EXTRACT ->
╔══

Re: Unclosed quotes on heredoc mode

Robert Elz Sun, 28 Nov 2021 11:30:57 -0800

    Date:        Sat, 27 Nov 2021 13:57:57 -0500
    From:        Chet Ramey <chet.ra...@case.edu>
    Message-ID:  <5217c48e-c989-a163-5673-38995e35a...@case.edu>


Warning: long message follows, give yourself time to digest it.

  | OK, if you do end up building the devel branch, I'd be interested
  | in these results.

Assuming that happens, I shall certainly let you know.

  | > Once, of course ... why would I ever build it again?
  |
  | Patches exist. There are vendors who take the original release, apply their
  | own special-sauce patches, then apply the patches I release as they come
  | out, as part of their own distribution release process.

Of course, NetBSD pkgsrc (used on other systems as well) does that too.
But your patches appear about every 5-6 months, so I end up doing one
build every 5-6 months.   Keeping the object files (even the unpacked
sources) sitting around waiting for the next patches, in order to save
perhaps 2-3 minutes of build time isn't worth the bother.   Once built
and installed it all gets trashed.
        [I have also contemplated doing builds in an MFS (or tmpfs)
        which would vanish on a reboot (or just umount) and I do tend
        to reboot more often than bash patches are released ... but I've
        yet to actually do that, for bash, the build time saved         wouldn't
        be worth the bother - for some other apps, it might be].

pkgsrc doesn't encourage attempting to retain anything in any case - it
probably isn't a problem for bash (at least I've never see it, not that
I ever looked either) but other applications have a habit of deleting files
from their distributions - and unless one starts from an empty directory,
unpacking a tarball doesn't cause those files to be removed ... further,
some build systems don't pay attention to what is supposed to be there,
and manage to link all the .o files they can find.

╚══

SUPPLIED DATA ->
╔══

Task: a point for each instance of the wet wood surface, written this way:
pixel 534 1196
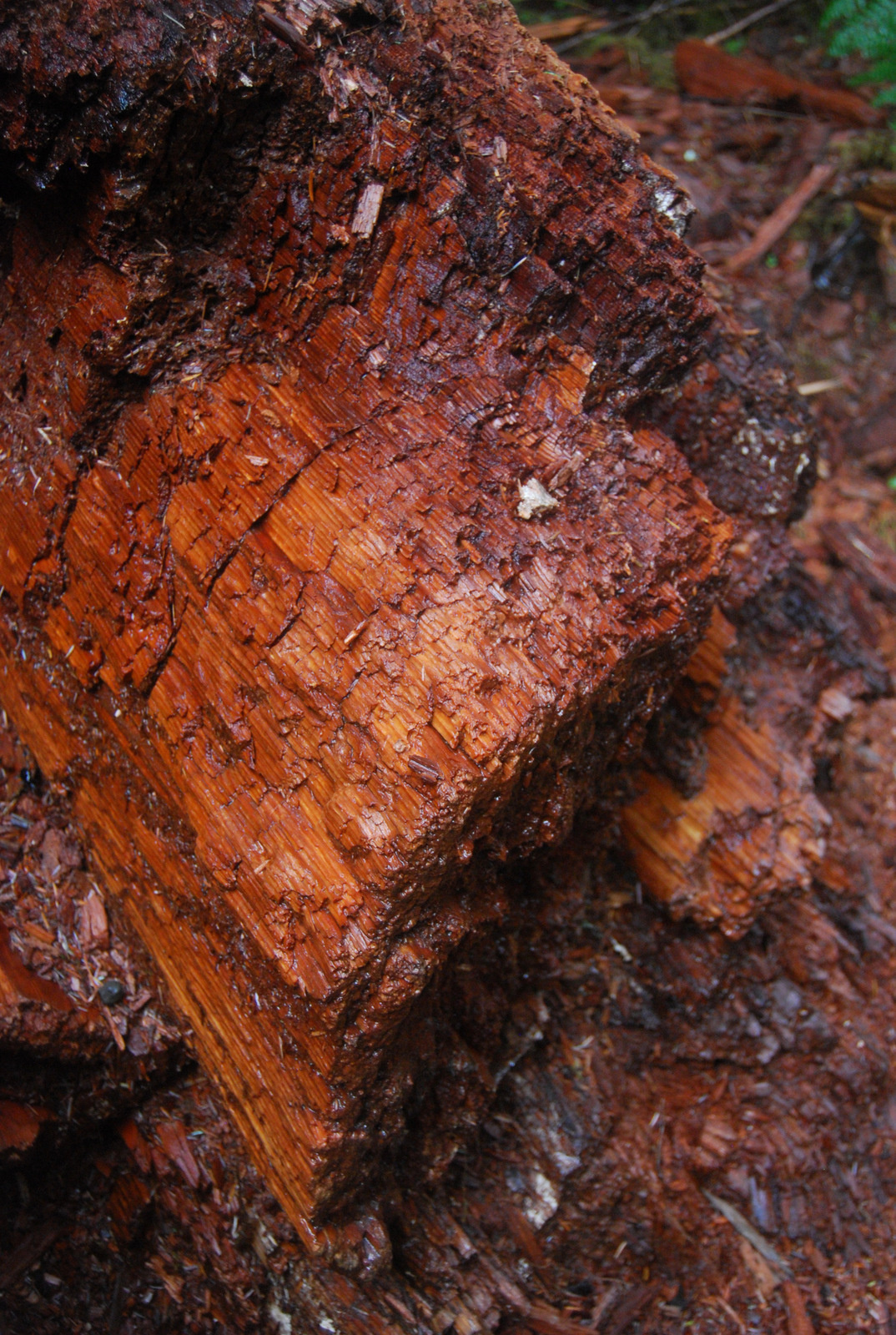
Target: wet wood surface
pixel 338 564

╚══

WHAT NEEDS TO BE DONE ->
Repeat the passage of the mailing-list reply between "Assuming that happens, I" and "distribution release process.", inclusive, swapping "vendors" for "distributors".

SOLUTION BELOW ->
Assuming that happens, I shall certainly let you know.

  | > Once, of course ... why would I ever build it again?
  |
  | Patches exist. There are distributors who take the original release, apply their
  | own special-sauce patches, then apply the patches I release as they come
  | out, as part of their own distribution release process.